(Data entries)
##############################

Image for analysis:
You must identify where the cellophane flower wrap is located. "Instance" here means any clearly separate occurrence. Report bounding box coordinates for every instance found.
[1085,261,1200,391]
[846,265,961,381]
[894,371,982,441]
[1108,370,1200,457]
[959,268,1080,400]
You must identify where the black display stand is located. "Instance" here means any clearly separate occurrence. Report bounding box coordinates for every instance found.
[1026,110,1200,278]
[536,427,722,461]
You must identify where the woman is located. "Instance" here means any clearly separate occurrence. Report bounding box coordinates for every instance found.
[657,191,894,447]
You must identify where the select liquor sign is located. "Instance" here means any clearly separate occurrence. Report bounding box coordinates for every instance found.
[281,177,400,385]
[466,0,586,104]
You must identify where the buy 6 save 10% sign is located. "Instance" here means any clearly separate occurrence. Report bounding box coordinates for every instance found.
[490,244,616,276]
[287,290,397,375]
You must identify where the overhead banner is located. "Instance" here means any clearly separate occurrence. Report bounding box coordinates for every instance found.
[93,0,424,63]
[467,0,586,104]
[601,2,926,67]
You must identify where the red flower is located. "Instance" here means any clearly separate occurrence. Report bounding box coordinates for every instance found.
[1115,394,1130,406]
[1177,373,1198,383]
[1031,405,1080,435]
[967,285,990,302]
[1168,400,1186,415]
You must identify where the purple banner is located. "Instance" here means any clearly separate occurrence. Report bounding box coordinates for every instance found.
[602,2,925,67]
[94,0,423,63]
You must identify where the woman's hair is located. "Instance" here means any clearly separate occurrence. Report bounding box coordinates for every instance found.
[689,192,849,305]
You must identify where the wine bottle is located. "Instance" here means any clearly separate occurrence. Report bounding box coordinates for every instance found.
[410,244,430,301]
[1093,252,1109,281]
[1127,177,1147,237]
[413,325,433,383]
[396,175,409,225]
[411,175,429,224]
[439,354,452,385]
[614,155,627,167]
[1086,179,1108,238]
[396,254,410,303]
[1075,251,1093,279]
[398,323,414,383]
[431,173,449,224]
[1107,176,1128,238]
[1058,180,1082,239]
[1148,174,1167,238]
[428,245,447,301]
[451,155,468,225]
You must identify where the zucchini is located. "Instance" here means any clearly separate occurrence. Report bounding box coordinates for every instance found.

##############################

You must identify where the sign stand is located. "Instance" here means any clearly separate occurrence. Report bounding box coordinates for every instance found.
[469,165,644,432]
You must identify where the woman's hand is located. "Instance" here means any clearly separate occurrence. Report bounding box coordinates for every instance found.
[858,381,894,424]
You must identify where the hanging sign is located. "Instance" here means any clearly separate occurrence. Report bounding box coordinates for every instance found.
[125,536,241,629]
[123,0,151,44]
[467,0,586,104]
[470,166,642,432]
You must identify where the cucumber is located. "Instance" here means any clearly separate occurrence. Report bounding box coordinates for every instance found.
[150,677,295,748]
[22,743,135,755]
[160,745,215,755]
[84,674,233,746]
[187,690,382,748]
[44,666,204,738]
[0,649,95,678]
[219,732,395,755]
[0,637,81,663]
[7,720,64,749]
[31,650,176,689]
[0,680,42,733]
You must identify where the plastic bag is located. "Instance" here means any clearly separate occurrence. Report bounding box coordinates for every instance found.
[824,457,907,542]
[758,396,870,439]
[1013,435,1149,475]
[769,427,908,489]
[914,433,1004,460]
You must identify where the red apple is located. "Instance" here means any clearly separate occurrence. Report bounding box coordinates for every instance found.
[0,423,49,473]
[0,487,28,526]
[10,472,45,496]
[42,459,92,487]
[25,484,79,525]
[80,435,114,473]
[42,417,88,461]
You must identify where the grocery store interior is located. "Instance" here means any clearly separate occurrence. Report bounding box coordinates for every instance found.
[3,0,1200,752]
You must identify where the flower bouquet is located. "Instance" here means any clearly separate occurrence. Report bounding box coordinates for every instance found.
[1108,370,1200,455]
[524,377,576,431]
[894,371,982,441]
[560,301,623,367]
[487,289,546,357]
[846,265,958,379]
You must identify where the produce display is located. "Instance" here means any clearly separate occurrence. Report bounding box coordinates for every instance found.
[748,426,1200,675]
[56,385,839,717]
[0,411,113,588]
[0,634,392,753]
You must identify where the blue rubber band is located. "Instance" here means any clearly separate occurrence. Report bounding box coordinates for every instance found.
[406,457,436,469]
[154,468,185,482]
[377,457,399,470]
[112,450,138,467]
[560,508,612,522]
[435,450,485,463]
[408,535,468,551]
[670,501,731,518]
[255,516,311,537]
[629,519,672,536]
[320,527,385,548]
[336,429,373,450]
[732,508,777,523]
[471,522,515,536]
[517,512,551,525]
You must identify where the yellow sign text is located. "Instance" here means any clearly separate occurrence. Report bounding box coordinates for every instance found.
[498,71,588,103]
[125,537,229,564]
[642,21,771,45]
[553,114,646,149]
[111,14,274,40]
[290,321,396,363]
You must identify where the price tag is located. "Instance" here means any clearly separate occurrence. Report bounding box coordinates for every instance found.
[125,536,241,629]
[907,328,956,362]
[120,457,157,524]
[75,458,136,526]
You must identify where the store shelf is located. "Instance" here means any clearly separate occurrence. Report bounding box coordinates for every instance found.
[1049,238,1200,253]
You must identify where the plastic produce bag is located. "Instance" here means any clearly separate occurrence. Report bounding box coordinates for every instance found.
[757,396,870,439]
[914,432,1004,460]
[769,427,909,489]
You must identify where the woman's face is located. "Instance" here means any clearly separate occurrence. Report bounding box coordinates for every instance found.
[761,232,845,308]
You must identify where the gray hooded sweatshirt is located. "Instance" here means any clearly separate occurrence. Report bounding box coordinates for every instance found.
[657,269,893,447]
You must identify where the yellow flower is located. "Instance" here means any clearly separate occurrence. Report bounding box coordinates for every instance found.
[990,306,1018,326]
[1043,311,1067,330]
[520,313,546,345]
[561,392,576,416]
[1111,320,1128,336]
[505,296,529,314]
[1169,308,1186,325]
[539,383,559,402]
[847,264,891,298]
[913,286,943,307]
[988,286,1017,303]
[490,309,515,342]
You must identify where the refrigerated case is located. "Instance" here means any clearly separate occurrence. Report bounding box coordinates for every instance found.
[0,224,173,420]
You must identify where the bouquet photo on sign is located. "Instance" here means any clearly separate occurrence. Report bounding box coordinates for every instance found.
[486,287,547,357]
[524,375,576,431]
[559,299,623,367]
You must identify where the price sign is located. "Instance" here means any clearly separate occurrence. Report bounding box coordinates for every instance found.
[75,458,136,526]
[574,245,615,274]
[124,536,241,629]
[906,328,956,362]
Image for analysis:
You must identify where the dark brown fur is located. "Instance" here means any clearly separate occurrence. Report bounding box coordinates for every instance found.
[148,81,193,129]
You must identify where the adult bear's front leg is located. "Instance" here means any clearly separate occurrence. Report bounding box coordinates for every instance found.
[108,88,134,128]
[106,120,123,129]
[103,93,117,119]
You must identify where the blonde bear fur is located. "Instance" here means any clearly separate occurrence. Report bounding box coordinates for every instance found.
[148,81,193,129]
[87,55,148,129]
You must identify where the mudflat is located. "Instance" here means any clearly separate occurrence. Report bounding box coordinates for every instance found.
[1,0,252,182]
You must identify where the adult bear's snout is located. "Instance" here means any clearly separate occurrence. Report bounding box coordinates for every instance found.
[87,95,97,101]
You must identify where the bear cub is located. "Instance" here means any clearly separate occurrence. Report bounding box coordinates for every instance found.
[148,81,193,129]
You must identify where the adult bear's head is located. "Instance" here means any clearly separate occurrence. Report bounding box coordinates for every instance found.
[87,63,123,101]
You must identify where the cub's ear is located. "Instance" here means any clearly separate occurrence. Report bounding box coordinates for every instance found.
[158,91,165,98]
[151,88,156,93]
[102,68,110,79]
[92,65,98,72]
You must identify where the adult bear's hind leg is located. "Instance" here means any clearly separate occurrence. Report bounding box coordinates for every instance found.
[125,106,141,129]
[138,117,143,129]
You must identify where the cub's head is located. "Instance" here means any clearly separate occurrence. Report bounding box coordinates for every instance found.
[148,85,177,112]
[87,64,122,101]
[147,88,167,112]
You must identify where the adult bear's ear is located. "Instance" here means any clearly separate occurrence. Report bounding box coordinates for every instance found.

##############################

- ASSIGNED TASK
From the data above, output only the lines between the line containing "You must identify where the adult bear's head" and the line containing "You must identify where the adult bear's ear", inclusive, exactly as written.

- OUTPUT FOR THIS TASK
You must identify where the adult bear's head is located. "Instance" here means any clearly separate occurrence. Report bounding box coordinates for every instance found.
[87,63,123,101]
You must identify where the cub's ear is located. "Instance" here means any clearly separate occurrence. Report bounding box coordinates for every instance found.
[158,91,165,98]
[151,88,156,93]
[102,68,110,79]
[92,65,98,72]
You must identify where the adult bear's hind leg is located. "Instance" here means any clearly separate occurrence. Report bounding box coordinates for every instance found.
[125,106,141,129]
[138,117,143,129]
You must identify where the cub's head is located. "Instance" here means any clearly separate occurrence. Report bounding box coordinates for every instance found.
[148,85,177,112]
[87,64,122,101]
[147,88,167,112]
You must identify where the adult bear's ear is located. "Instance" here means any clearly separate occurrence. Report bounding box coordinates for every instance found.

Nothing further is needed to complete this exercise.